Selected text:
Overall, those joint-action characteristics are highly dependant upon the individual capabilities. One common way to identify the individual characteristics is to compare novice with experts. The idea is to quantify and qualify what makes an expert, the one able to perform unique, optimized, efficient, and proficient movement patterns (Kiefer et al., 2011, 2013). To characterize individual movement expertise, researchers have targeted a specific population: expert dancers. For example, Kiefer et al. (2011, 2013) have highlighted that the balance skills of expert dancer lead to greater balance ability without compromising the adaptability and flexibility of the coordinative structure. Jarvis et al. (2014) reported higher trunk variability for experts prior to landing in a “sauté” while observing a lower variability for this same group for any other kinematic and inter-segmental coordination. The above-mention results reveal the importance of the key role of individual variability when it comes down to understand movement pattern expertise. These individual characteristics were also considered in joint-action dance situations.

In joint-action situations three main characteristics could be examined: (i) subjective, (ii) physiological, and (iii) kinematic markers of joint-action. The subjective measures would tend to evaluate the sense of togetherness experienced by the performers (Nachmanovitch, 1990; Seham, 2001). Those instants, referred as “being in the zone” (in the context of an improvisation), are considered as the peak moments in terms of performance and/or synchrony amongst performers. They tend to be accompanied by physiological responses with increased heart rate associated with subjective rating of togetherness (Noy et al., 2015). The kinematic markers in joint-action also revealed that high level of togetherness between performers is characterized by smooth and symmetric movement properties (Hart et al., 2014). For example, those kinematics properties could be expressed in terms of amplitude of movement, frequencies of the movement performed or relative phase between the performers (Gueugnon et al., 2016). Along the same line, Washburn et al. (2014) have demonstrated that trained dancers have developed better visuo-motor coordination capabilities than untrained dancers. Experts express better capabilities in discriminating their partners ongoing movement and anticipating future behavior (Calvo-Merino et al., 2010). Overall, in the context of complex actor-environment interaction, experts’ better synchronization capabilities seem to play a role in activity of daily living. These capabilities would act as facilitator of social awareness and social entrainment as well as adaptive behavior.

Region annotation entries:

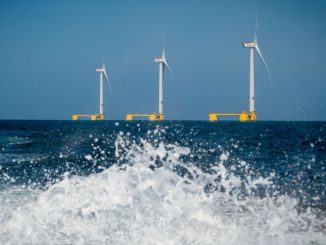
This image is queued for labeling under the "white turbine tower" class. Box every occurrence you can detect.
[242,18,273,118]
[96,62,110,119]
[154,38,173,115]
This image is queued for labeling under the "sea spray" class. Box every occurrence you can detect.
[0,132,325,244]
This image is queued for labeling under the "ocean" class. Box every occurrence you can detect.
[0,120,326,245]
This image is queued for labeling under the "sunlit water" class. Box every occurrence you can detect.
[0,121,326,245]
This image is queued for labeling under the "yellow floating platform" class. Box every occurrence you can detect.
[208,112,257,122]
[126,113,165,121]
[71,114,104,121]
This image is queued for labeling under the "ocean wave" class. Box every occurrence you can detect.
[0,133,326,244]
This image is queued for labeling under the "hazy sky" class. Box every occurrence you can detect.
[0,0,326,120]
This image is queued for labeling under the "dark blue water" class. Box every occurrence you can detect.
[0,121,326,244]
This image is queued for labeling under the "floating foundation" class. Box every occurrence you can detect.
[126,113,165,122]
[71,114,104,121]
[208,111,257,122]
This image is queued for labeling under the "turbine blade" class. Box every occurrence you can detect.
[255,44,274,89]
[163,59,174,79]
[254,9,258,43]
[102,63,111,91]
[162,29,165,59]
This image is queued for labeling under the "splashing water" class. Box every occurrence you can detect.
[0,127,326,244]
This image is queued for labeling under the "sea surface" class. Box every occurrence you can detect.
[0,120,326,245]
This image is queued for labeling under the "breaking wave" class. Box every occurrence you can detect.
[0,129,326,245]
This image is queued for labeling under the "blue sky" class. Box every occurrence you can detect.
[0,0,326,120]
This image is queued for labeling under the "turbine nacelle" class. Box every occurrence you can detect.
[242,42,257,48]
[154,58,166,63]
[96,68,104,73]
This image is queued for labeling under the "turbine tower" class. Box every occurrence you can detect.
[154,37,173,118]
[242,18,273,121]
[96,62,110,120]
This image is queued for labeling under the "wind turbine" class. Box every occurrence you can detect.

Short exercise: Carry on the passage on joint action in dance, starting after its final sentence. These records have no connection to the passage on joint action in dance.

Result:
The article investigated the question of expertise in improvisation task in the aim to specifically identify movement characteristics that would reflect expertise in dance improvisation. This identification can be done both at individual and collective levels where we expect to observe a modification of the marker of improvisation with expertise. We would then be able to question how expertise modifies the joint effect of maintenance tendency and magnet effect. The experimental manipulation of two dimensions (both individual and collective characteristics as well as expertise) will allow a double comparison of influence of an improvisation task on each of these dimensions. It will also allow us to untangle together the influence of expertise on individual and collective characteristics in improvisation task. One would expect to observe a clear difference between the levels of expertise where individual expert dancers’ movement characteristics would perform a wider variety of movements. These differences would be magnified in the context of a joint-improvisation where the magnet effect would tend to reduce the variety of movement produced for all levels of expertise while maintaining a clear difference between groups.

Materials and Methods

Participants

Thirty-six participants were randomly paired in 1 of the 3 specific groups of dance expertise. In the 1st group, called “Novice Dancers,” participants had no experience of dance other than what most people would have had in their personal leisure time. The second group, called “Intermediate Dancers,” had 4–5 years experience in contemporary dance. Typically, they would have attended 2–3 times of week classes while also taking part in public performances as part of a troupe. The third group called, “Expert Dancers,” had at least 10 years experience as professional contemporary dancers. Informed written consent was obtained for all participants on the day of data collection. All participants were free to withdraw from the study at any stage. Full ethical approval was granted by the University Research Ethics Committee.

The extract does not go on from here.